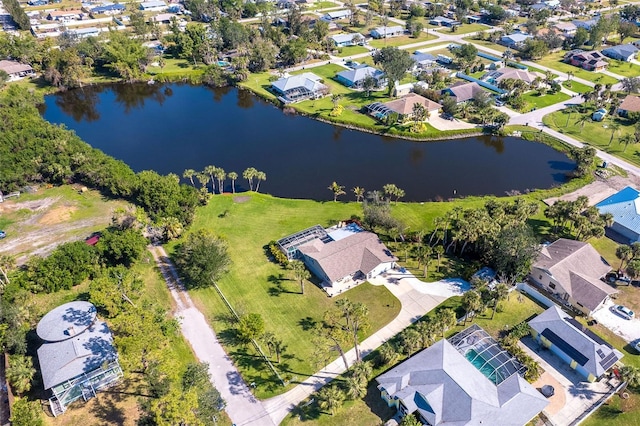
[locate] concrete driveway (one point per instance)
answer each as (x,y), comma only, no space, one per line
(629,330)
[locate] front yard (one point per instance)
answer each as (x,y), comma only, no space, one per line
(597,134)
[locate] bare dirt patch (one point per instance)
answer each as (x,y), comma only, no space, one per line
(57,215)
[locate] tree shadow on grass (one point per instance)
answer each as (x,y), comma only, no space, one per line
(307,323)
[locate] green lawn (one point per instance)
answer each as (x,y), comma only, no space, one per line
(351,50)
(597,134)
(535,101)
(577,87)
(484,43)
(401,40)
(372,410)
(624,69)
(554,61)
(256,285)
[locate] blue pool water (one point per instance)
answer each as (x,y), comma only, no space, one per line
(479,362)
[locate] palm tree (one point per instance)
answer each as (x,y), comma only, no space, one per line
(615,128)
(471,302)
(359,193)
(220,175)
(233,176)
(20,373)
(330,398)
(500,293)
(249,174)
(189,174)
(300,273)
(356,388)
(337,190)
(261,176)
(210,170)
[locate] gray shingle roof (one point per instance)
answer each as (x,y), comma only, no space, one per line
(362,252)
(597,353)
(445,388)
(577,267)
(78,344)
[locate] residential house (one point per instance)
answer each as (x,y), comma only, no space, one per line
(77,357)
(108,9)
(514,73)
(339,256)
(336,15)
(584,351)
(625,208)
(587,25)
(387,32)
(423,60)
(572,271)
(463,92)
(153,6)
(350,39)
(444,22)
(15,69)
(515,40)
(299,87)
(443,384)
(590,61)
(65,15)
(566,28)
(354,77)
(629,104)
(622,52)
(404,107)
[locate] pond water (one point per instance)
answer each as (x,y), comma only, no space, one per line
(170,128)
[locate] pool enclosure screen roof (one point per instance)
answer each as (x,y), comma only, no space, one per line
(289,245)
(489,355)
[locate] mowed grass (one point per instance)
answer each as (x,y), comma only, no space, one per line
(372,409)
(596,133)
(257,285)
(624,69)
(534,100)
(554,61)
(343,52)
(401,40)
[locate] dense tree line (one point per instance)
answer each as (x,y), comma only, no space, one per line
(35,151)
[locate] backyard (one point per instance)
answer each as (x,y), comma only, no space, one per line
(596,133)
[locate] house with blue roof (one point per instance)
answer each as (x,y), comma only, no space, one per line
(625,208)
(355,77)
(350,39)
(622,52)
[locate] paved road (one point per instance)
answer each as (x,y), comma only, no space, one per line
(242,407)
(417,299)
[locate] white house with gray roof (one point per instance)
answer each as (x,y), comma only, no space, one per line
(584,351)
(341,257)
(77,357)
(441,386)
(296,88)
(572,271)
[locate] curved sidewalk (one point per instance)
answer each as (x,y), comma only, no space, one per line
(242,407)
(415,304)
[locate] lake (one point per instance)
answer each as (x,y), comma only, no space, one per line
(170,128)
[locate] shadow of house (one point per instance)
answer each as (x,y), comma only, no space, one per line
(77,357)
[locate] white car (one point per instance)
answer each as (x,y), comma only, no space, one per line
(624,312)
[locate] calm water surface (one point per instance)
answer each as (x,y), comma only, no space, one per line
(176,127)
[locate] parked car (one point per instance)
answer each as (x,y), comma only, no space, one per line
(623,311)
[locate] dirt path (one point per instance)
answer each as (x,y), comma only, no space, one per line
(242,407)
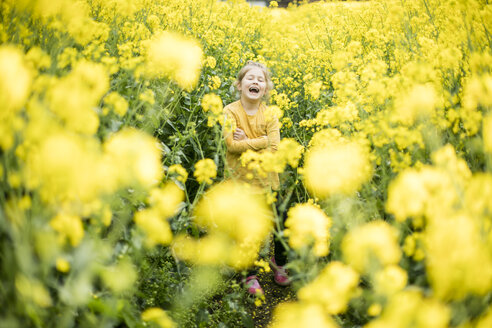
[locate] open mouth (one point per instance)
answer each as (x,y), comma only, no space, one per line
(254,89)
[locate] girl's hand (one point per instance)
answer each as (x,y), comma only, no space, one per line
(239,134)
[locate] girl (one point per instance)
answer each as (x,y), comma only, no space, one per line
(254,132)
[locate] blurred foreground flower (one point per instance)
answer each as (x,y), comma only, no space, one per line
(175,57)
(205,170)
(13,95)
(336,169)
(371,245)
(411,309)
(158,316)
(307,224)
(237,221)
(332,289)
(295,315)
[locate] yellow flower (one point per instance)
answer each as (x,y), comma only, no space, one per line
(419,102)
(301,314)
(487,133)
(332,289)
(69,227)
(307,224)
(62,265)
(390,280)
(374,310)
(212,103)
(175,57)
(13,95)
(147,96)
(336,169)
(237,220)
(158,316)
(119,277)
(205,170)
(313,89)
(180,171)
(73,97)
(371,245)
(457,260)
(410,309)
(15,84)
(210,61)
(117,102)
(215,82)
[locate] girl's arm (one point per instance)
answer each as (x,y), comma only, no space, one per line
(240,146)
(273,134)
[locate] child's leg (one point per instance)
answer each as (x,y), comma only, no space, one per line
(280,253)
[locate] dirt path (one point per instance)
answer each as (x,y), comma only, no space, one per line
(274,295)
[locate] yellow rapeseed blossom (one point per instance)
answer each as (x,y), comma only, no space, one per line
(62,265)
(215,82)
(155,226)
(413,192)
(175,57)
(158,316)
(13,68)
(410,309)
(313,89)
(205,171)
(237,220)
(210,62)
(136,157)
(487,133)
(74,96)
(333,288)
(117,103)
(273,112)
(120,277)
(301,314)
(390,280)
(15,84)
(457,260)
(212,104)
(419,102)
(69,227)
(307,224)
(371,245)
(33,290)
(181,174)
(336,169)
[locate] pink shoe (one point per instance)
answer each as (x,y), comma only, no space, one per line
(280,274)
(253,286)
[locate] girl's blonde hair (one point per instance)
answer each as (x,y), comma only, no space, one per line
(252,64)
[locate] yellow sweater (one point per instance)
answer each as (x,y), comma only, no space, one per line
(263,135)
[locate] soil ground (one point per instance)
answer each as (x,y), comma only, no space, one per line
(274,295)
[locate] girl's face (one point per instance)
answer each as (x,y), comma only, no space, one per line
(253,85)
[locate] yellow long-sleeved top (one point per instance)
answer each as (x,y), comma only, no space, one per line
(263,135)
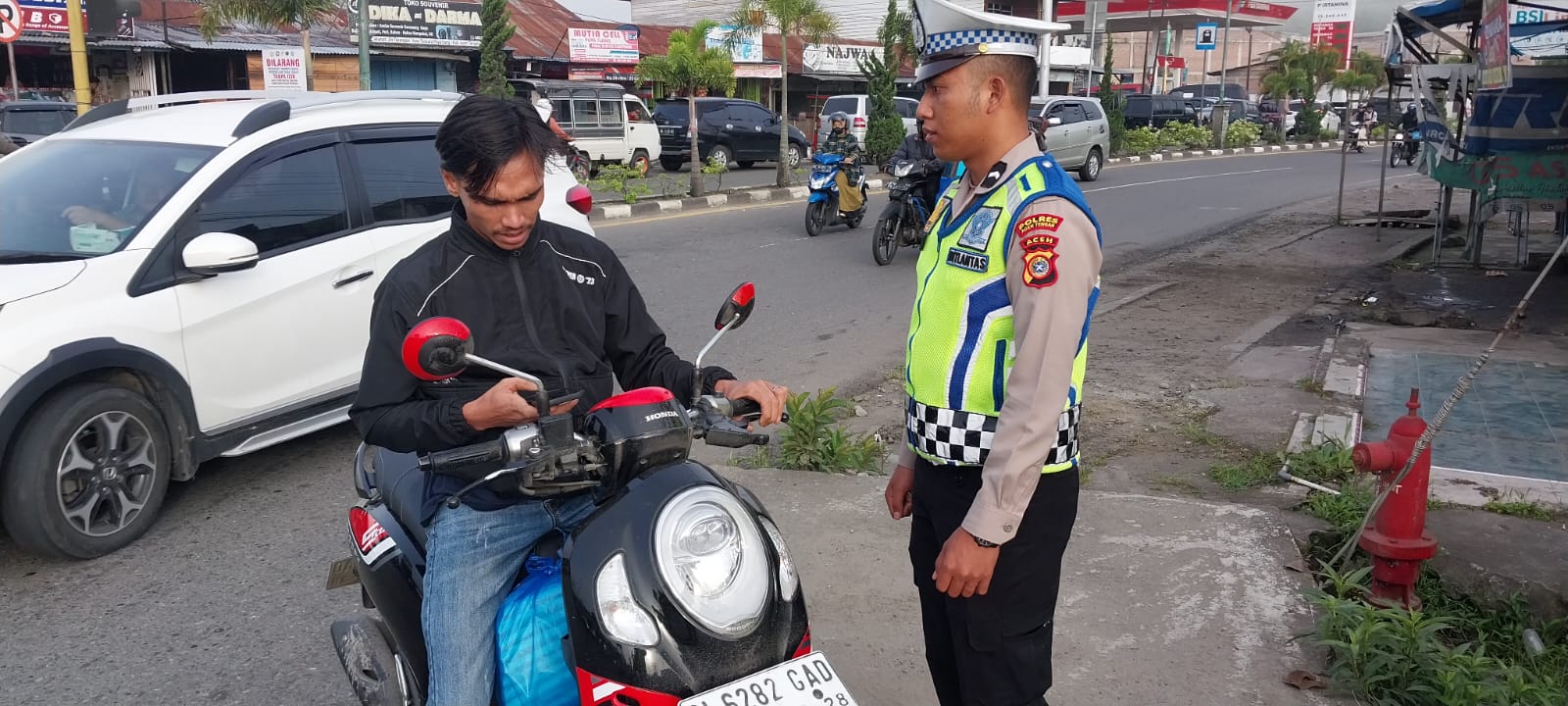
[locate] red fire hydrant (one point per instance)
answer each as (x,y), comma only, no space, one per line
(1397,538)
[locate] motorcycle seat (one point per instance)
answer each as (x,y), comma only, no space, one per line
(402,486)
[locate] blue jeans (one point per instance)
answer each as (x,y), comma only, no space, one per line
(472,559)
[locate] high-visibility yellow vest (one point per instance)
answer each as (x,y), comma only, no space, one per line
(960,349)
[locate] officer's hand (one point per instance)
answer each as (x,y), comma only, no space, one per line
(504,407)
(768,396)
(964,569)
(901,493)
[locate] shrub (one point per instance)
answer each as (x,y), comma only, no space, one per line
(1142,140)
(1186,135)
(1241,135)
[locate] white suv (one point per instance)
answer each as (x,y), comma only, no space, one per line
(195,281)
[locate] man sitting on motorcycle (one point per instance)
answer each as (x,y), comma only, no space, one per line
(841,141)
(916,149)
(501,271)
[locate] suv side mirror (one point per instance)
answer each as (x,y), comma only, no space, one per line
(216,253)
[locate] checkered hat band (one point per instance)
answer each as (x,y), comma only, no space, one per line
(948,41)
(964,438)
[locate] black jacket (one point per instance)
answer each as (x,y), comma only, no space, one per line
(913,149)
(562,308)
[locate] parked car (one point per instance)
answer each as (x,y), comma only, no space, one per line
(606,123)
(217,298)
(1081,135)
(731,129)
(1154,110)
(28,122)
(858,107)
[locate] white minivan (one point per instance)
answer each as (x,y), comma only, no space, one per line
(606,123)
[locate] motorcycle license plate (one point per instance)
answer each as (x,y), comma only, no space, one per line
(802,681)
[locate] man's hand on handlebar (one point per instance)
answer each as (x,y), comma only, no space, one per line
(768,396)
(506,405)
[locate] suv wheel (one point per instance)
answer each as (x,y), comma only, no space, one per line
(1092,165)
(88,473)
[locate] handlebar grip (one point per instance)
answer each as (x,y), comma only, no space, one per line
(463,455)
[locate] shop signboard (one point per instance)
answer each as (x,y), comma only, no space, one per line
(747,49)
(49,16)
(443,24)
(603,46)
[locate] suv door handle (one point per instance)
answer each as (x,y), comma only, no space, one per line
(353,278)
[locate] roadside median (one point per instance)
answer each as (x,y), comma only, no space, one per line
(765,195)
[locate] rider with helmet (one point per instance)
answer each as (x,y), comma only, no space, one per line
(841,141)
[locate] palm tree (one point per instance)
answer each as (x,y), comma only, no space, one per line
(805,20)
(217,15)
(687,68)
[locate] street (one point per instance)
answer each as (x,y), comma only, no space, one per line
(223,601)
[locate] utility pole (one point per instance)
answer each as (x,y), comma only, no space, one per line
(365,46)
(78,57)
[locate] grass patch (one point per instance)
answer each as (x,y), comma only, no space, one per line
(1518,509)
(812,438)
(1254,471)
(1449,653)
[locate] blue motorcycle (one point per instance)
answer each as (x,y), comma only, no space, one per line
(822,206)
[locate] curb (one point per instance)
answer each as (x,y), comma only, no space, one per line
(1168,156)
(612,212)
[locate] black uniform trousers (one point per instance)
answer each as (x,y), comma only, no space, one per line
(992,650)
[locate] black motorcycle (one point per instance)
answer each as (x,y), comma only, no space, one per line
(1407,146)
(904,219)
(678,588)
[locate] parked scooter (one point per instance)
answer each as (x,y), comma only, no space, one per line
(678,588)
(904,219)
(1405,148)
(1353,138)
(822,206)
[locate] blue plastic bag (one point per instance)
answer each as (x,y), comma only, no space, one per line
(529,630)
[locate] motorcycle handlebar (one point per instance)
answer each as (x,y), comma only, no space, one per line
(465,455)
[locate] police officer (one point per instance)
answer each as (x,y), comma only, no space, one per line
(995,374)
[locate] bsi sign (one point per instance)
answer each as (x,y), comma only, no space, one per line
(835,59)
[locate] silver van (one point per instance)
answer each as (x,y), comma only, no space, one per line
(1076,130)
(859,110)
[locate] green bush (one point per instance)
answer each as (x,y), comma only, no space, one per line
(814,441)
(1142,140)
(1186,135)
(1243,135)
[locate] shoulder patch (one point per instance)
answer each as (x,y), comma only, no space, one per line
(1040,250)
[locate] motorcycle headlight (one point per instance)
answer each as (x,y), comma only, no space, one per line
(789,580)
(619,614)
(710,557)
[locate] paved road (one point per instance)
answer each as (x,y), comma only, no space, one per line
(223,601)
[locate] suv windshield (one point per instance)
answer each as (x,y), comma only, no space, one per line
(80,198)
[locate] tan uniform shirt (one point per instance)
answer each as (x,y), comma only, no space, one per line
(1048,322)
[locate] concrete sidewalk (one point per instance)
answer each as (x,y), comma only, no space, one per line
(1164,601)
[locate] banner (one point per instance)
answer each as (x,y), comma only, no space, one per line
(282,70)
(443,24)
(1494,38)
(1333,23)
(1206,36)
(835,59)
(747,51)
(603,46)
━━━━━━━━━━━━━━━━━━━━
» SET TASK:
Would you quote, exactly and only, the lines from the one containing "[locate] green bush (one point per instance)" to the end of the entries?

» CORRECT ANSWER:
[locate] green bush (one point per instance)
answer each as (x,y), comma only, no space, one per line
(814,441)
(1142,140)
(1186,135)
(1243,135)
[locate] shoulder patch (one point per instance)
answer each as (x,y), comma only, no space, one per line
(1040,250)
[locate] motorcycle headlight (one point per instance)
answer each as (x,y), comma only, no space, one per line
(789,580)
(619,614)
(710,557)
[locate] paved road (one point per instance)
answer each as (x,y), comma only, no space, one per line
(223,601)
[locate] suv windshield (one point per instance)
answer each as (x,y), comma only, no space, one per line
(80,198)
[locate] tan uniform shirt (one point per instance)
answer each as (x,y), comma only, no space, one per line
(1048,322)
[locate] concrete sidewalk (one point per instance)
answer each as (x,y), comma only, no space, one per line
(1164,601)
[locate] banner (one point per instance)
answer each as (x,y), comma only, no space, one per line
(282,70)
(443,24)
(1494,38)
(1333,23)
(1206,36)
(835,59)
(747,51)
(603,46)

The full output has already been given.